* Stated exercise: Only the lines from the line holding "Roadside-survey request: point out the grass field" through the final line of the entries below are to be returned, exactly as they stand.

## Begin Exercise data

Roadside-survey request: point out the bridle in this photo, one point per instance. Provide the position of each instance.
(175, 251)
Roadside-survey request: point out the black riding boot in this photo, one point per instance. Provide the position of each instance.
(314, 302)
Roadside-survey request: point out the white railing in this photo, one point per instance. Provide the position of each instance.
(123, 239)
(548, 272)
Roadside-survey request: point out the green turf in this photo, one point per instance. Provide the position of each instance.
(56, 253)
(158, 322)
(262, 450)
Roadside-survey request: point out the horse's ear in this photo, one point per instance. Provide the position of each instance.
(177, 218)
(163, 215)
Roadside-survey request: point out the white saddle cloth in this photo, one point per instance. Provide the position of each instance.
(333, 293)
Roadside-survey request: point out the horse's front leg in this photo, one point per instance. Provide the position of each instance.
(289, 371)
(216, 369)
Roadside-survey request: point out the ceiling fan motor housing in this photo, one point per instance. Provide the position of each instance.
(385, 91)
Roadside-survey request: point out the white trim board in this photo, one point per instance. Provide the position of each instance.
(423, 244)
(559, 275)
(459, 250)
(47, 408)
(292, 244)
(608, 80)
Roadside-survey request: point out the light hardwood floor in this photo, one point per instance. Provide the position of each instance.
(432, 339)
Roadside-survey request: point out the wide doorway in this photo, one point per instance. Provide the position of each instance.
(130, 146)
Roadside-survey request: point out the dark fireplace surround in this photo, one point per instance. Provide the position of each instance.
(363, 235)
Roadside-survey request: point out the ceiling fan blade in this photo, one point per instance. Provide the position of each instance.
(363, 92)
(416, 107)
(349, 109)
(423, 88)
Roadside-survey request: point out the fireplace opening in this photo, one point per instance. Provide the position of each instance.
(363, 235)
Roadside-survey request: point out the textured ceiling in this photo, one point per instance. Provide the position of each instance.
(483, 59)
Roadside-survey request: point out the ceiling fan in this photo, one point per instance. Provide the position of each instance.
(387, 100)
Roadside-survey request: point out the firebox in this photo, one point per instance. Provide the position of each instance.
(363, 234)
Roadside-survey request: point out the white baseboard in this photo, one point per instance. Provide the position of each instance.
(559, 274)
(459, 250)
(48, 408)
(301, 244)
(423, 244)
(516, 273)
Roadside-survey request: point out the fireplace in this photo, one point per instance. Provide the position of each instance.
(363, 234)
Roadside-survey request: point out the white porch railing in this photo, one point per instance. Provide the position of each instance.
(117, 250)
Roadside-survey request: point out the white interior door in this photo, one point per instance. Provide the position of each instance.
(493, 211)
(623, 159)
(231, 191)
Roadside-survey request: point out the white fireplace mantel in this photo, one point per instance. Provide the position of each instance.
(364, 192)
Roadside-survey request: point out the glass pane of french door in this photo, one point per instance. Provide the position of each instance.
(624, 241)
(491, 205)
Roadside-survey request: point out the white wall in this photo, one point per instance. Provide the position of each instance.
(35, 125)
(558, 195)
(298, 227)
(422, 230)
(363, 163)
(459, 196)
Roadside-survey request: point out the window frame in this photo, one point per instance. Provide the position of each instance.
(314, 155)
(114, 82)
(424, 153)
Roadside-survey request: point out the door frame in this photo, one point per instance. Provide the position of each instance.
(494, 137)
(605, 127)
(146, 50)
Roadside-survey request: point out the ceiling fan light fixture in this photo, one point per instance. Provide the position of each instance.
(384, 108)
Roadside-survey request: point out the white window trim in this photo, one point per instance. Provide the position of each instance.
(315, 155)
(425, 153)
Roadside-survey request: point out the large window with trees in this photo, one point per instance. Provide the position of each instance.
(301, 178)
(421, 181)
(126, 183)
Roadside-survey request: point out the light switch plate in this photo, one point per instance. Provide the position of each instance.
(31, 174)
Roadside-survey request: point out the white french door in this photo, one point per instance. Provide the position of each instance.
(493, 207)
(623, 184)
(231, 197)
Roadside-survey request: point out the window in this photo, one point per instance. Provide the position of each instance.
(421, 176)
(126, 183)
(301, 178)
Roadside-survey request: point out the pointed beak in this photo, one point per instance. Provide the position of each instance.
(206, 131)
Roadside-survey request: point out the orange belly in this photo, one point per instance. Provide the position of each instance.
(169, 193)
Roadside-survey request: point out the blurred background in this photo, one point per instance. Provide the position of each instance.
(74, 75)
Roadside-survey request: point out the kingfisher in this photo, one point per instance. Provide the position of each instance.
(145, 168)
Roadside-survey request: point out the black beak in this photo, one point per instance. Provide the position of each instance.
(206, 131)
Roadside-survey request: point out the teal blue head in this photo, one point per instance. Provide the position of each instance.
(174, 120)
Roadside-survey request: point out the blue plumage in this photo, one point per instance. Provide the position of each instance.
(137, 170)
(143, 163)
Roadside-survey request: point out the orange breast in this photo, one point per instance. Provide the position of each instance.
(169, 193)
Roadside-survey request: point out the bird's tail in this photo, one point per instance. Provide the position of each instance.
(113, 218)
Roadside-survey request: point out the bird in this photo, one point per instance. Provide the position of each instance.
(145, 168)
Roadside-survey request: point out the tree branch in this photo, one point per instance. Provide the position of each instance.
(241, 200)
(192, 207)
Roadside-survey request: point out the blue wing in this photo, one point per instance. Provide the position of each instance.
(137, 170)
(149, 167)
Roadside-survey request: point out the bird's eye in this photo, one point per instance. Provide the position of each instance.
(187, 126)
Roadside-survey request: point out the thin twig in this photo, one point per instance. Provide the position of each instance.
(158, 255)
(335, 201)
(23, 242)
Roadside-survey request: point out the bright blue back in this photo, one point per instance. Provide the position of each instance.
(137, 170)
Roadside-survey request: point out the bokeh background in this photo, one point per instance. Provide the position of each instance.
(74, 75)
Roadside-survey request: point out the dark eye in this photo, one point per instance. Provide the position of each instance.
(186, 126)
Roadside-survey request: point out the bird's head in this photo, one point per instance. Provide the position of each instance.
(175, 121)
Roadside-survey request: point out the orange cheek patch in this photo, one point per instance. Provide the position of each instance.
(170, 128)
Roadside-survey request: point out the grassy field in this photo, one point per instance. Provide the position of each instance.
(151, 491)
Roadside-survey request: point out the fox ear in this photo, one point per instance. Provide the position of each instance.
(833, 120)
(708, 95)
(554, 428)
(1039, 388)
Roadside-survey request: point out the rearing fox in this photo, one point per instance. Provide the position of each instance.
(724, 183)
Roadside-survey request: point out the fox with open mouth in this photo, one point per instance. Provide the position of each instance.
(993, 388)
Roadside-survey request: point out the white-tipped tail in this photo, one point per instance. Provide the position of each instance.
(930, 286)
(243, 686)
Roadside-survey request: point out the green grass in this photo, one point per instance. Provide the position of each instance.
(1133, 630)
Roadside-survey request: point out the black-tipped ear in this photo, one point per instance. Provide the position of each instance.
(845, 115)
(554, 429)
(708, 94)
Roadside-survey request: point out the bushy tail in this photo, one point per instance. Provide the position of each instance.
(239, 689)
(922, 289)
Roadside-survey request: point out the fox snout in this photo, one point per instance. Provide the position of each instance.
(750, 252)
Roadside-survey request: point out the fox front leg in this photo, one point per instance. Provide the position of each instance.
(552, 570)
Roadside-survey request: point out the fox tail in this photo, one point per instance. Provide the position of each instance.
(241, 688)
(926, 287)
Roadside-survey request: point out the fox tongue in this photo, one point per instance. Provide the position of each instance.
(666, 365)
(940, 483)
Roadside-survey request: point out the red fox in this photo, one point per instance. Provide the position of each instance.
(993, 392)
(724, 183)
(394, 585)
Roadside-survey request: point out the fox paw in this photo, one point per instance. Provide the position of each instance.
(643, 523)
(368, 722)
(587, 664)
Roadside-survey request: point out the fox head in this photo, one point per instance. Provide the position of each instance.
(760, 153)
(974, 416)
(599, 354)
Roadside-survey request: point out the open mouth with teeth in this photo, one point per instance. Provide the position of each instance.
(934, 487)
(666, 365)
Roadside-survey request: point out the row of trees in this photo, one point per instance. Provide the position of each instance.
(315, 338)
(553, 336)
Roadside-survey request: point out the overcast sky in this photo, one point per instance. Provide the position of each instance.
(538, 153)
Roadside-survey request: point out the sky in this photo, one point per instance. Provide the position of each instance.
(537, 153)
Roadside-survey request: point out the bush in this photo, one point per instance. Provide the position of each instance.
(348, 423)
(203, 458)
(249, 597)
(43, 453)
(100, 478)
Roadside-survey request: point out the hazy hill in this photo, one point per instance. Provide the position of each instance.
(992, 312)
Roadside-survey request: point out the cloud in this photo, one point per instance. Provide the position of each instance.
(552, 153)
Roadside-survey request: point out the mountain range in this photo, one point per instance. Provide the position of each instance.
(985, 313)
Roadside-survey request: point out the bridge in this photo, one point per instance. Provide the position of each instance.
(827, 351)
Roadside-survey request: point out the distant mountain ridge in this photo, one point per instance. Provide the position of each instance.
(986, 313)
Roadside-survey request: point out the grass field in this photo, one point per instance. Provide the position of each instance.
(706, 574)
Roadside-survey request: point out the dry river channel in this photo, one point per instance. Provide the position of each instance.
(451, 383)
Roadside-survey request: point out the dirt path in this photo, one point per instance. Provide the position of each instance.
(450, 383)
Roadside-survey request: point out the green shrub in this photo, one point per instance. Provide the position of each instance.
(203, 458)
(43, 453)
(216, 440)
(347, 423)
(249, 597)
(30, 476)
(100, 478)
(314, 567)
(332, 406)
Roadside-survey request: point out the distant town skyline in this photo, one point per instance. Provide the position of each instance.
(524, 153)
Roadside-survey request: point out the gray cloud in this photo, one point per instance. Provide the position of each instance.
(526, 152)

## End Exercise data

* Solution to the problem:
Roadside-survey request: point out the grass field in this photo, one point per instance. Provide the position of each instance.
(706, 574)
Roadside-survey request: point out the dry river channel in this photo, one point per instance. Provide the position of each instance.
(451, 383)
Roadside-survey request: point out the dirt path in this photo, one point per instance. Provide the position of each instance.
(450, 383)
Roadside-survey request: point out the green shrub in this photo, one point per instance. Provide the position of each instance.
(203, 458)
(43, 453)
(216, 440)
(347, 423)
(249, 597)
(30, 476)
(100, 478)
(314, 567)
(332, 406)
Roadside-survey request: point out the distant town skyline in this photo, one point per instance. Provide the position of each instance.
(524, 153)
Roadside-survey request: point out the gray cloud in this photo, one point per instance. Provide the position of each instance.
(526, 152)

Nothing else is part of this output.